• _What is expected_: Reproduce the listing below with every occurrence of "drop a point" replaced by "place a marker". Change nothing else.

+===+

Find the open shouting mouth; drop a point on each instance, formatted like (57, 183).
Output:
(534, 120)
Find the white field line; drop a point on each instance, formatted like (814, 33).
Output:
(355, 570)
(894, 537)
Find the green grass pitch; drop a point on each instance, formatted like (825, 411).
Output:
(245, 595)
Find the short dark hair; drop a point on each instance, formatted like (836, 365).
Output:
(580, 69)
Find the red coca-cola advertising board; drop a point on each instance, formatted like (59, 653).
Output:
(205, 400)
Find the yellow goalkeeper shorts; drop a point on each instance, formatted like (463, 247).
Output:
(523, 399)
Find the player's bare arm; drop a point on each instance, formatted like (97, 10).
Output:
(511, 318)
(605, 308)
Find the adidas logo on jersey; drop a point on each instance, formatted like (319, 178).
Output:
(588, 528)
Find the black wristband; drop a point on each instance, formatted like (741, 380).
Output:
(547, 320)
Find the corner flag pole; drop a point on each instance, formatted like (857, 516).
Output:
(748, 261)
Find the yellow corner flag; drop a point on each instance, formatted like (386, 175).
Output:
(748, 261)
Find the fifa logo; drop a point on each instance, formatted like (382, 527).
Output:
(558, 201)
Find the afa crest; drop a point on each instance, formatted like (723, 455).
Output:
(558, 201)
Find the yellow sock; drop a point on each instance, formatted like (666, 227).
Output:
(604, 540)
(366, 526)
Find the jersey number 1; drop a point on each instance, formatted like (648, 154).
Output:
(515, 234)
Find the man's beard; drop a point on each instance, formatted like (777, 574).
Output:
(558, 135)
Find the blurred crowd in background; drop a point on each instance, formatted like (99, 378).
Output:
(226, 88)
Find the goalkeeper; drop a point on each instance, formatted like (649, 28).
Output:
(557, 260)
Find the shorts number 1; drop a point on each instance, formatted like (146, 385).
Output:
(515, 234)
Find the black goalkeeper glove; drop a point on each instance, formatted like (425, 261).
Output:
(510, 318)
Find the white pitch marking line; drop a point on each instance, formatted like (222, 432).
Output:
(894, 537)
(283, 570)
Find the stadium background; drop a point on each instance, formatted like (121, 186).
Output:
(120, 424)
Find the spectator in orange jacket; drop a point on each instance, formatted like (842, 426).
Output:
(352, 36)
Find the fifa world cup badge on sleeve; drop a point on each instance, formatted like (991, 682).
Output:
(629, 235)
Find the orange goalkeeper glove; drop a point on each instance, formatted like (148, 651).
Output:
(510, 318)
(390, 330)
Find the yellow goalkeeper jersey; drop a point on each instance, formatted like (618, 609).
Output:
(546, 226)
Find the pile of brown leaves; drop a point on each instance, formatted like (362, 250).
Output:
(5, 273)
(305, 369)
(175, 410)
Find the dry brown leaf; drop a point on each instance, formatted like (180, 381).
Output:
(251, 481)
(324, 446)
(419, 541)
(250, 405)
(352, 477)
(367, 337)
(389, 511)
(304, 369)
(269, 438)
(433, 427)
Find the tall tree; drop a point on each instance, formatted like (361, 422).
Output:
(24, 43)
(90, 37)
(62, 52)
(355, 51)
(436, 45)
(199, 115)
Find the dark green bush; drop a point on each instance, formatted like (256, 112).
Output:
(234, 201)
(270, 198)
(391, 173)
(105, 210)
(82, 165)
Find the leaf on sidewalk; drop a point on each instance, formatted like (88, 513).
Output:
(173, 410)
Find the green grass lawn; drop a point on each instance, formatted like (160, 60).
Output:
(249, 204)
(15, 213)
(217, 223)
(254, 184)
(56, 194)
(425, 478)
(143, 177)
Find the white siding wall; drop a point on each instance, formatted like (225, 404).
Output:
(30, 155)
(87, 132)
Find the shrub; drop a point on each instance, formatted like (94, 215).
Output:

+===+

• _Written response_:
Find the open shouting mouth; place a marker on each instance, formatted like (57, 183).
Output:
(534, 120)
Find the white field line; place a marker on each instance, formatted like (814, 33).
Output:
(355, 570)
(894, 537)
Find the green grass pitch; place a marker on each instance, formatted like (825, 411).
Output:
(245, 595)
Find the short dark hair; place a marker on each instance, formatted like (836, 365).
Output:
(580, 69)
Find the red coca-cola advertising board; place a marker on each instance, formatted like (59, 653).
Output:
(205, 400)
Find the yellow goalkeeper shorts; place a marker on each instance, formatted like (463, 247).
Output:
(523, 399)
Find the player's bare arm; place a marker on each instance, formatted like (97, 10).
Output:
(511, 318)
(605, 308)
Find the adidas logo on jersey; place a marker on each instance, formatted like (319, 178).
Output:
(588, 528)
Find the black wristband; place a marker on each instance, formatted like (741, 380).
Output:
(547, 320)
Find the corner flag pole; place a marker on each instance, formatted like (857, 516).
Output:
(748, 261)
Find the yellow corner flag; place a marker on each instance, formatted like (386, 175).
Output:
(748, 261)
Find the fifa logo; place a marker on each instance, formatted like (382, 527).
Output:
(558, 201)
Find the afa crest; place a marker on each instance, formatted like (723, 455).
Output:
(558, 201)
Find the yellow sock; place a marker on each instance, formatted like (666, 227).
Output:
(604, 540)
(366, 526)
Find the jersey number 1; place a marker on each instance, formatted like (648, 154).
Output:
(515, 234)
Find the man's beard; place a marker on each instance, formatted like (777, 574).
Output:
(558, 135)
Find the blurred crowd in background; place a marker on each instance, formatted like (99, 378).
Output:
(226, 88)
Find the goalkeeper; place a marker on each instance, formatted like (649, 28).
Output:
(557, 260)
Find the shorts number 1; place a marker on each instance, formatted like (146, 385).
Output:
(515, 234)
Find the black goalkeeper glove; place a marker on each instance, formatted like (425, 261).
Output:
(510, 318)
Find the white pitch marking line; place a marker on each instance, formatted like (222, 432).
Output:
(894, 537)
(283, 570)
Find the stadium background; place a marker on each instance, formatted like (121, 186).
Output:
(120, 424)
Find the spectator in orange jacket; place a marker on each instance, formatted like (842, 426).
Output:
(352, 36)
Find the fifa world cup badge on sleeve; place a marker on each instance, formatted like (991, 682).
Output:
(629, 235)
Find the orange goalkeeper glove; place a marker on each instance, formatted like (148, 651).
Output:
(510, 318)
(390, 330)
Find the yellow goalkeeper jersey; place a marker on each instance, formatted like (618, 609).
Output:
(546, 226)
Find the pile of brown leaves; place a marker on each instance, formatted like (362, 250).
Output:
(5, 273)
(305, 369)
(175, 410)
Find the dry brown leaf; place a marker on each instance, formatted like (180, 381).
Output:
(251, 481)
(324, 446)
(419, 541)
(250, 405)
(352, 477)
(367, 337)
(389, 511)
(304, 369)
(269, 438)
(433, 427)
Find the tall tree; place a marker on each instance, formatted like (361, 422).
Output:
(24, 43)
(90, 37)
(62, 52)
(355, 51)
(436, 45)
(199, 115)
Find the dark green bush; place a marker on each instance, formatted like (256, 112).
Output:
(234, 201)
(270, 198)
(391, 173)
(105, 210)
(82, 165)
Find the leaf on sidewalk; place a marker on each instance, formatted like (88, 513).
Output:
(173, 410)
Find the green grass lawn; place a marker on each instance, formatted like (160, 60).
Output:
(249, 204)
(15, 213)
(217, 223)
(254, 184)
(56, 194)
(425, 478)
(143, 177)
Find the white siding wall; place a marker on each instance, formatted like (225, 404).
Output:
(30, 155)
(87, 132)
Find the shrub; place a marker on each instance, formatted like (94, 215).
Output:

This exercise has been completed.